**Source extract**
* * * * *

FOR more than a decade I had a reliable go-to destination for occasional R & R – Laughlin, a sun-drenched town of some 8,000 souls in southern Nevada.
On one occasion, the news in the local paper was dominated by a serious issue: The replacement of the sheriff’s ancient police car.
The community had polarised into three factions. The first considered the matter to be unworthy of debate; the community should just stump up for a brand new ‘black and white’ – about 85,000 dollars.
A second group thought this was sheer profligacy when scores of decent secondhand models were available from the Los Angeles Police Department, a few hours drive away.
A third faction, led by the local mechanic, protested that there was no need to replace the vehicle. Spare parts were readily available, so it could be maintained indefinitely.
It was tempting to write off this story as an example of small-town American parochialism. But it was hard to resist thinking about which faction I would have backed. Which made me realise that, unlike the UK, most American taxpayers have some influence as to how their local taxes are spent.
Prudence is built into the culture. A shiny new 85,000-dollar police car has to be paid for by local residents, of whom only a handful enjoy publicly-funded roles with guaranteed incomes. Hence all the sensitivity.
In contrast, it seems that the majority of UK taxpayers resemble a third-rate boxer who has been hit in the head too many times, or an economically illiterate moron who believes the Government has limitless supplies of gold bullion.
Many are Labour supporters, egged on by media pundits, who never think to question the incessant demands for ever more public spending.
Where on Earth do they think all the money comes from?
Not only has this government squandered hundreds of billions on a disastrous fear-based Covid strategy (one which so often required Labour support), but it has doubled down with its ruinous Net Zero energy policy, a woke Euro-centric policy reliant on the import of foreign gas supplies, of which Putin controls a significant share.

* * * * *

**Data excerpt**

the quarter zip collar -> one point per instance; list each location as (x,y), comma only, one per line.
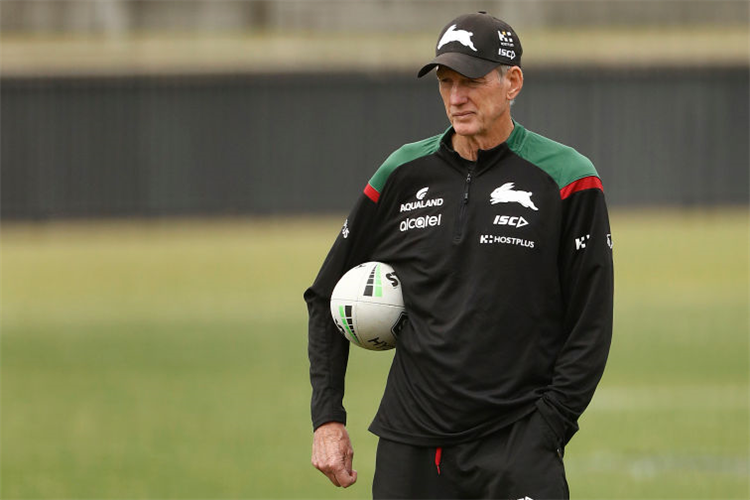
(486,158)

* * * * *

**Required work**
(1) In the column about the Laughlin police car, about how much would a brand new "black and white" cost?
(2) Say whether each statement agrees with the column about the Laughlin police car, and quote the words that decide it: (a) Laughlin has some 8,000 residents. (b) The second faction wanted a secondhand car from the Las Vegas Police Department. (c) The third faction was led by the local mechanic.
(3) Continue the column about the Laughlin police car and UK public spending from its last sentence.

**Per-task answers**
(1) About 85,000 dollars.

(2)
(a) Yes: "a sun-drenched town of some 8,000 souls in southern Nevada."
(b) No: "scores of decent secondhand models were available from the Los Angeles Police Department."
(c) Yes: "A third faction, led by the local mechanic, protested that there was no need to replace the vehicle."

(3)
Now we are facing the inevitable economic consequences and, even without a destabilising war in Eastern Europe, it will be ugly and, I suspect, socially divisive. A triple whammy of record taxes, rising interest rates and probable double-digit inflation, which of course will hit the lowest-paid hardest.
The first rumbles of righteous resentment are already audible. Why should people who have worked incessantly throughout the past two years be expected to foot the enormous bill in the same way as all the millions who enjoyed a ‘good pandemic’?
These include the 11.7million who were ‘furloughed’ at a cost of some £70billion. Many will protest vehemently that they did not choose to be furloughed. True enough, but the fact remains that millions were paid to put their feet up in the sunshine while many others did not have that luxury.
Worse perhaps are the delights that the Covid policies bestowed on the Civil Service, much of the public sector and a significant proportion of the professional class – able to work comfortably from home on full pay without any financial pain.
If I was, say, a delivery driver or supermarket worker starting to lose sleep due to real financial hardship looming in the months ahead, this would leave a very sour taste in my mouth. Especially if I had a family to support and possibly with growing debts and little or no opportunity for discretionary spending.
Just over a year ago, I paid tribute in TCW Defending Freedom to Maureen Eames, an astute pensioner from Barnsley, who had the temerity to call out Johnson, Sunak et al with their feckless ‘we will do whatever it takes’ lockdown policy. Hard-headed Maureen made several excellent points. ‘Where is all the money coming from? Who is going to pay for it?’
Well, the bill is definitely in the post now. It remains to be seen whether the great British public are prepared to suck up all the pain stoically for many years ahead. Or whether there are going to be mass protests, widespread industrial action and social unrest right across the land.
I suspect that supine Starmer and foul-mouthed Rayner are likely to be the main political beneficiaries of this righteous anger.
All they will need are rosettes that read ‘NOT TORY!’ combined with a willingness to lie about their past enthusiasms for lockdowns, furlough and out-of-control spending – and that may well deliver a general election victory in 2024.
But without meaningful and very painful long-term reductions in public spending, I cannot see how any politician can deliver the country from this unprecedented and divisive economic mess.